__Selected passage__.
* * * * *

I'm surprised that your Carnolians are aggressive. I'm new this year, we have 2 TBH's of Carnolians and they are as gentle as I can imagine any hive to be.
Just posting as a thought, not trying to hijack your thread.
jeff


----------



## Oldtimer (Jul 4, 2010)

Here this all the time locally. "I have x type bee and they are aggressive / not aggressive".

If the person has a bit of experience they are usually correct about the aggression level, but can be mistaken about the bee type. Just that they are dark does not make them pure carniolan. They may or may not be carniolan, and who knows what they are crossed with.

EOD if someone wants to get rid of aggressive bees, he should.


----------



## trishbookworm (Jun 25, 2016)

Yikes, no one wants an aggressive hive. Kudos to the OP for tackling head on. 

I have had some success with "finding" the queen by moving bars one by one, checking for her royal pain in the butt, then moving the last 2 together. Then I moved those 2 bars to another nearby hive, and waited to see eggs. I have yet to see a queen this season at all in my 6 hives. 

Have you considered culling most of the capped brood, or at least half - ideally with an uncapping fork so the comb can be laid in - to speed along the turnover of new bees?

* * * * *

__What is being asked__. Carry on the beekeeping thread about aggressive colonies, starting right after its last sentence.

Dataset records:
* * * * *

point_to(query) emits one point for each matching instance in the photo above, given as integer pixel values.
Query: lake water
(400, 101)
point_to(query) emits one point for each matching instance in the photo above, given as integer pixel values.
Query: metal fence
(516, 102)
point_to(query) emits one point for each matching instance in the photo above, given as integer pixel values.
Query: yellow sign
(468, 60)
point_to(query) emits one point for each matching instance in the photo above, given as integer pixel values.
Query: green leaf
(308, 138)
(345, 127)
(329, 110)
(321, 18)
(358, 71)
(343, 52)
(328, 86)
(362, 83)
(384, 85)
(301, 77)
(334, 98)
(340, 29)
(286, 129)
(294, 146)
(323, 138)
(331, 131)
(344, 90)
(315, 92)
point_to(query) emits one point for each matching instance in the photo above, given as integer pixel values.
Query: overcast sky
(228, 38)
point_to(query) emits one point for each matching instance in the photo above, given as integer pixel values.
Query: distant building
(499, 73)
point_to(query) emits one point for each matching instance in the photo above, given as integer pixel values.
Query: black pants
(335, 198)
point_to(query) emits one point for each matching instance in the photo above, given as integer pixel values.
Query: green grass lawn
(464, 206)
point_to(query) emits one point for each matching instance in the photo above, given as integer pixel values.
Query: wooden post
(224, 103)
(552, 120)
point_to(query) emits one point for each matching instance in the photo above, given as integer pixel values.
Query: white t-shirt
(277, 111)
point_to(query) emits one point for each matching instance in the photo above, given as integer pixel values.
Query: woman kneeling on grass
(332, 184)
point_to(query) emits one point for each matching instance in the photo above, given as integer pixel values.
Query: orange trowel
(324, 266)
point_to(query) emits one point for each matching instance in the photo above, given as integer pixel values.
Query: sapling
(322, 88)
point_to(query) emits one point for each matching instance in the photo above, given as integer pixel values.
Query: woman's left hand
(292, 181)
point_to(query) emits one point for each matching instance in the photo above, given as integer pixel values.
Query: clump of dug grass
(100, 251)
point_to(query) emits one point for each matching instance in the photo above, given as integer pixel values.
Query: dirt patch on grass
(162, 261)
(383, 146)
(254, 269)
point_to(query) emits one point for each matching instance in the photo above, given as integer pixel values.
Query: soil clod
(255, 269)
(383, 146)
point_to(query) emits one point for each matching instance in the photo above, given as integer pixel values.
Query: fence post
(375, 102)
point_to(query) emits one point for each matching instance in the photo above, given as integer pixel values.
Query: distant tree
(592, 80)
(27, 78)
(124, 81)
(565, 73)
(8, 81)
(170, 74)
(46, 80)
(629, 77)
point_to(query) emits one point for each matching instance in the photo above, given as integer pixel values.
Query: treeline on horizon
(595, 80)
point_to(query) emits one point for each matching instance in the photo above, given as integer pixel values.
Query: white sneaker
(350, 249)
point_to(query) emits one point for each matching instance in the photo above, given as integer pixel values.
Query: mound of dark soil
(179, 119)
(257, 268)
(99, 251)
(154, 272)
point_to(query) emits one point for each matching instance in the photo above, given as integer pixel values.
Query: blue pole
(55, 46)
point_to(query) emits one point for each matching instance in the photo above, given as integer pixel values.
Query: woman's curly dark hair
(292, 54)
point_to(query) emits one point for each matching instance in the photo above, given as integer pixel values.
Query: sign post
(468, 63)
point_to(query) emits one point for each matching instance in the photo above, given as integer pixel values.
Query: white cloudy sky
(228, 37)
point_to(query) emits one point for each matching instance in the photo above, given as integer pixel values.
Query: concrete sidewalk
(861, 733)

* * * * *

__Exercise result__.
couple things to consider about managing aggressive bees:
First, even gentle Italians get more aggressive when they are constantly fighting off robbers or yellow jackets. Double check there are no places where non-hive bees are getting in to rob. If robbing is an issue, you'll see live bees being dragged out at the entrance. This is not a solution to hot bees, but is something you can address (if it's happening) that will reduce the stress level of the hive. I don't know if this is WA's dearth period too... not a lot you can do about that. No incoming nectar means no comb building, no nectar dehydrating into honey, no feeding larvae... you get the picture! Feeding can help provide "work", and is something you will want to do for the new queen to get her staff able to raise the new bees. But you want to simulate a nectar flow with near-constant availability of 1:1 or else the bees may instead backfill existing comb and make there be less room for the new queen to lay (once she's out). And I highly warn against having the sugar syrup anywhere other than the back of the hive - any open feeding, or near-entrance feeding triggers not-neighbor friendly bee behaviors.

Second, if you can split the hives, even temporarily, so more bees have to "go to work" instead of hanging around to guard, it may be easier to carry out the requeening chores. Even putting a bee-tight divider between the existing hives should help with this. 

Hope some of these thoughts lead you on the path to happy bee-watching and not dreading inspections. Good luck...keep us posted, I am always learning from people like yourself who take the time to share their experiences.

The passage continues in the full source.